▸ Instructions for the task: Rewrite every line of the material below as a numbered list, leaving out blank lines.
======== Excerpted records
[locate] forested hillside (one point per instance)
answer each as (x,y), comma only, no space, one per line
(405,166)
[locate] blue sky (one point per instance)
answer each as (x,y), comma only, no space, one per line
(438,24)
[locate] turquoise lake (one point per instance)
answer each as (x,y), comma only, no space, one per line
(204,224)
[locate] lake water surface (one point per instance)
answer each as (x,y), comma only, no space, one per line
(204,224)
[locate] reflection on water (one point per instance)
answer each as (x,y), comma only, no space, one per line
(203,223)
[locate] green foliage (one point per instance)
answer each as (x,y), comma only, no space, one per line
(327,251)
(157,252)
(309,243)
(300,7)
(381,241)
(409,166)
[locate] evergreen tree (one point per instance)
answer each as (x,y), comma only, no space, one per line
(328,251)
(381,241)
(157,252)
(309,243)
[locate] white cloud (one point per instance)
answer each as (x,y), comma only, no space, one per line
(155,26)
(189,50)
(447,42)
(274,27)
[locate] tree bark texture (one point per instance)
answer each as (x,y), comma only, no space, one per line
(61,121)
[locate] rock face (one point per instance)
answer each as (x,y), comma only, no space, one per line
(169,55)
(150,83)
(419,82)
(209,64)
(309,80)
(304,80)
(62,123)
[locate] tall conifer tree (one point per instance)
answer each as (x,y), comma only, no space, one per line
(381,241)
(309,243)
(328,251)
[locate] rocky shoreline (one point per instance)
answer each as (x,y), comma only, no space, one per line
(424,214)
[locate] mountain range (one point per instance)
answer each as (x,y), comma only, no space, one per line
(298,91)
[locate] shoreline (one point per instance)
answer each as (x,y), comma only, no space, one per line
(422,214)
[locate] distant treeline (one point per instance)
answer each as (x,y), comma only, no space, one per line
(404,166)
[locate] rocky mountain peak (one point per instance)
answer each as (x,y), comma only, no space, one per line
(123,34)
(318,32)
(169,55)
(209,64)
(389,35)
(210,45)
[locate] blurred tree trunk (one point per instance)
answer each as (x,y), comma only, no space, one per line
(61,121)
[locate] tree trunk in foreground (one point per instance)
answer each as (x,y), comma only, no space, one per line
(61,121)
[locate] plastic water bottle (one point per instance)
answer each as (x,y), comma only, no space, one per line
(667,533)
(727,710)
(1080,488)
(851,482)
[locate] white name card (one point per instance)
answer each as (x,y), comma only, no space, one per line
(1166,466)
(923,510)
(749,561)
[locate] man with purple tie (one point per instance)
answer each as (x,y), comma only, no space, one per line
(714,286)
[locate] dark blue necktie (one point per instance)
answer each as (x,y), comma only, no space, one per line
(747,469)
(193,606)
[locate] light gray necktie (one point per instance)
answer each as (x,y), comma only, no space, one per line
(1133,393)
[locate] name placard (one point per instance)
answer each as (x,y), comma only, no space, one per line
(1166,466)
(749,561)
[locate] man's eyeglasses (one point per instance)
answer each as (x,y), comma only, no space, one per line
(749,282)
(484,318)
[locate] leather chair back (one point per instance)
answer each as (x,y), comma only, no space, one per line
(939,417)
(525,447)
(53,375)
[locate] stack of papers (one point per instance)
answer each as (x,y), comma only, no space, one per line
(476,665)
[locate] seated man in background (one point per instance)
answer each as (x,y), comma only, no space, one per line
================
▸ Task output:
1. [locate] forested hillside (one point per instance)
2. answer each as (x,y), comma only, no space, one per line
3. (405,166)
4. [locate] blue sky (one point per instance)
5. answer each as (x,y), comma only, no space, one per line
6. (438,24)
7. [locate] turquoise lake (one point per instance)
8. answer each as (x,y), comma only, no space, one per line
9. (204,224)
10. [locate] lake water surface (one point per instance)
11. answer each as (x,y), comma only, no space, one per line
12. (204,224)
13. [locate] reflection on water (one point per instance)
14. answer each as (x,y), comma only, no space, one per line
15. (203,223)
16. [locate] green foliage (one point per instance)
17. answer each as (x,y), comma only, no space, one per line
18. (327,251)
19. (157,252)
20. (309,243)
21. (300,7)
22. (381,241)
23. (409,166)
24. [locate] evergreen tree (one point per instance)
25. answer each as (x,y), comma only, no space, one per line
26. (328,251)
27. (381,241)
28. (157,252)
29. (309,243)
30. [locate] white cloud (one point per instance)
31. answer each as (x,y), comma only, no space, one per line
32. (155,26)
33. (189,50)
34. (447,42)
35. (274,27)
36. [locate] tree bark texture (one point per instance)
37. answer each as (x,y), comma only, no space, one per line
38. (61,121)
39. [locate] rock face (one point per instance)
40. answer each as (x,y), comma only, no space, one per line
41. (169,55)
42. (150,83)
43. (419,82)
44. (209,64)
45. (309,80)
46. (304,80)
47. (62,123)
48. [locate] tall conifer tree (one point per instance)
49. answer each as (x,y), comma only, no space, one per line
50. (381,241)
51. (309,243)
52. (328,251)
53. [locate] rocky shoreline (one point per instance)
54. answer each as (x,y), comma only, no space, one per line
55. (424,214)
56. [locate] mountain range (one point per instance)
57. answer each as (x,y), comma only, no space, one per line
58. (298,91)
59. [locate] shoreline (one point per instance)
60. answer each as (x,y), comma only, no space, one per line
61. (422,214)
62. [locate] distant treeline (one point per instance)
63. answer each as (x,y), comma only, no space, one per line
64. (404,166)
65. [locate] rocky mountain peak (one point per instance)
66. answer each as (x,y), comma only, no space, one per line
67. (123,34)
68. (318,32)
69. (169,55)
70. (209,64)
71. (389,35)
72. (210,45)
73. [locate] blurred tree trunk (one point per instance)
74. answer each as (x,y), comma only, no space, one per line
75. (61,121)
76. [locate] tree trunk in foreground (one point per instance)
77. answer each as (x,y), comma only, no space, one per line
78. (61,121)
79. [locate] plastic water bottle (one point per instance)
80. answer each as (x,y), comma only, no space, one per line
81. (667,533)
82. (727,710)
83. (1080,488)
84. (851,482)
85. [locate] white name card (one point per instance)
86. answer each as (x,y), comma only, no space, one per line
87. (1166,466)
88. (923,510)
89. (749,561)
90. [locate] man with purple tie (one point per instance)
91. answer each as (x,y), comma only, no space, one per line
92. (714,286)
93. [locate] dark blue necktie (one point per instance)
94. answer each as (x,y), comma only, no space, one per line
95. (747,469)
96. (193,606)
97. [locate] light gray necktie (one point per instance)
98. answer each as (x,y), comma only, no space, one per line
99. (1133,393)
100. [locate] name placard (one point per instance)
101. answer each as (x,y), comma only, no space, one per line
102. (1166,466)
103. (749,561)
104. [locate] man's eyeglasses (one point per instance)
105. answer each as (x,y), comma only, no space, one per line
106. (749,282)
107. (484,318)
108. [locate] leather chair back (one point per instance)
109. answer each as (x,y), comma only, no space, one per line
110. (939,417)
111. (525,447)
112. (53,375)
113. [locate] stack of papers (one point per instance)
114. answer each as (x,y), comma only, no space, one per line
115. (476,665)
116. [locate] seated man in background (one point per instance)
117. answer each as (x,y), comma only, no space, one per line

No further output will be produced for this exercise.